ACTIVITY
Reply solely with the number of lines, in the records underneath, that include the word "gravestone".
Segment Start: INFORMATION
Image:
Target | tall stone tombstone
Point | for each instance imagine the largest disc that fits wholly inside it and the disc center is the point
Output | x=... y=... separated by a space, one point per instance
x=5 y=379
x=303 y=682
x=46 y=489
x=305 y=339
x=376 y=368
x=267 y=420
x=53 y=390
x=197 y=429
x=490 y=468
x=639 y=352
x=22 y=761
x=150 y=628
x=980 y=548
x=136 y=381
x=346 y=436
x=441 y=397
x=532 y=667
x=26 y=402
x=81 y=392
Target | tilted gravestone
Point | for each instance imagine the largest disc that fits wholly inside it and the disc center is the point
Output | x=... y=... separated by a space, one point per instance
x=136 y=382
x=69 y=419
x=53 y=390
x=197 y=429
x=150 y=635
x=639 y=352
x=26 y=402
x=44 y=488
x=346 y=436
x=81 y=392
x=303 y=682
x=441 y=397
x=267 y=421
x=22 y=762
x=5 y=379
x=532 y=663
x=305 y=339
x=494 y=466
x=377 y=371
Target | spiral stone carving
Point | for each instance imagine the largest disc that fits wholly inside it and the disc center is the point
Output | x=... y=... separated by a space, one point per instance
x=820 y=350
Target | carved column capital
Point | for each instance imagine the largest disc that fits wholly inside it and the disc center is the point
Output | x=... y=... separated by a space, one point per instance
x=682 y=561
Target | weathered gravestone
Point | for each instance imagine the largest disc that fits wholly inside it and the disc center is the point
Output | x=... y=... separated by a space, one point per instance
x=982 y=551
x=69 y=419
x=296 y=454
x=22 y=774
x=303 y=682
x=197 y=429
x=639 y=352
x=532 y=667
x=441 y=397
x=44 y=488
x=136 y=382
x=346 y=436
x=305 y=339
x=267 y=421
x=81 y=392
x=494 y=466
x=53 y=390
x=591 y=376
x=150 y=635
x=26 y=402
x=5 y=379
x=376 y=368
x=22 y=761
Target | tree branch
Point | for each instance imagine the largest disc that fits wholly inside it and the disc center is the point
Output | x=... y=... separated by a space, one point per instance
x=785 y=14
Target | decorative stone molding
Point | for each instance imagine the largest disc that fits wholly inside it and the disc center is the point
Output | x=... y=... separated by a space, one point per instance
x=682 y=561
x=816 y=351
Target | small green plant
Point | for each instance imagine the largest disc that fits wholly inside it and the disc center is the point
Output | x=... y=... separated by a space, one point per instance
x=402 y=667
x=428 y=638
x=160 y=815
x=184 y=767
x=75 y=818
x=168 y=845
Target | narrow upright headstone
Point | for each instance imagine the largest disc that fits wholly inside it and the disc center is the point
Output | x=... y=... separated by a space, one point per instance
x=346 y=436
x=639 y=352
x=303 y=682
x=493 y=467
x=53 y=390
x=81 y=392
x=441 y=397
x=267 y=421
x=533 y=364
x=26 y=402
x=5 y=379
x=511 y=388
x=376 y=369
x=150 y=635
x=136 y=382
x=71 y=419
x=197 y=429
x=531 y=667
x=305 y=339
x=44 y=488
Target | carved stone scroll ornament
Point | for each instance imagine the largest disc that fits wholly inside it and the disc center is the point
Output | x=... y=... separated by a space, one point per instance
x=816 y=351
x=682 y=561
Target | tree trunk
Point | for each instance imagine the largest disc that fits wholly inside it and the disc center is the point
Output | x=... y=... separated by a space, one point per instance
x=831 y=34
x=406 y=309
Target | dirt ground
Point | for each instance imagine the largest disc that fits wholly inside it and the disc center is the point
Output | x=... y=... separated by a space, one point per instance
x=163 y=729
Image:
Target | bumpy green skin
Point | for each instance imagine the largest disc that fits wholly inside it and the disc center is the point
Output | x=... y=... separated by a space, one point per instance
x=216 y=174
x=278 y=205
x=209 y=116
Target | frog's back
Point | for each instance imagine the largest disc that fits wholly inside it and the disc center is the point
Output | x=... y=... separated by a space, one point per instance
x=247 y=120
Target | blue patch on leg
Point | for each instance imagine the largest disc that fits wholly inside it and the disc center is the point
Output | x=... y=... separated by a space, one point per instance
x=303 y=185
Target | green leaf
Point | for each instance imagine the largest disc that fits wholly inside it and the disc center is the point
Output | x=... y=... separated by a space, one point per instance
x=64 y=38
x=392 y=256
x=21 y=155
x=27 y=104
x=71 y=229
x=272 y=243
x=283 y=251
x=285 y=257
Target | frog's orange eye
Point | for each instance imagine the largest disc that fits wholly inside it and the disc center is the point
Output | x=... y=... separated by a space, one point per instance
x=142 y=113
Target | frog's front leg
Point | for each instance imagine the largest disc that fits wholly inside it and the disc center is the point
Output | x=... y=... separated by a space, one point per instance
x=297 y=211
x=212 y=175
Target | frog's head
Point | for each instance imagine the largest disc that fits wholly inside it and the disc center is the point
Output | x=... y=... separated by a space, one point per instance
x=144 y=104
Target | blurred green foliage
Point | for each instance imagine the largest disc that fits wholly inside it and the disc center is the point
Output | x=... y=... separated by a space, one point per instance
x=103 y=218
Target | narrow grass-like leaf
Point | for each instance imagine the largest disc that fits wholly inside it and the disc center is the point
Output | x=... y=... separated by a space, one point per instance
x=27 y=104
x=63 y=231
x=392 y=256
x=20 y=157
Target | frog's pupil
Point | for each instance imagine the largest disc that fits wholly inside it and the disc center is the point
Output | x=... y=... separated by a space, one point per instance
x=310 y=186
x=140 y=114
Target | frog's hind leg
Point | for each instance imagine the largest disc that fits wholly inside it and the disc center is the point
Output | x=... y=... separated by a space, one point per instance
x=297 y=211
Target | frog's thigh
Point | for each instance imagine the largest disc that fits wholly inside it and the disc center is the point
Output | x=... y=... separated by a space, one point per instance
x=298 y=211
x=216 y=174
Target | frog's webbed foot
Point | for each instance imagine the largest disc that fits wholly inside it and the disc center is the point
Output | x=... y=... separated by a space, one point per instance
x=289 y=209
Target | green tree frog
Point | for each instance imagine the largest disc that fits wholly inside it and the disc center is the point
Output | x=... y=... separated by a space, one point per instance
Segment End: INFORMATION
TASK SOLUTION
2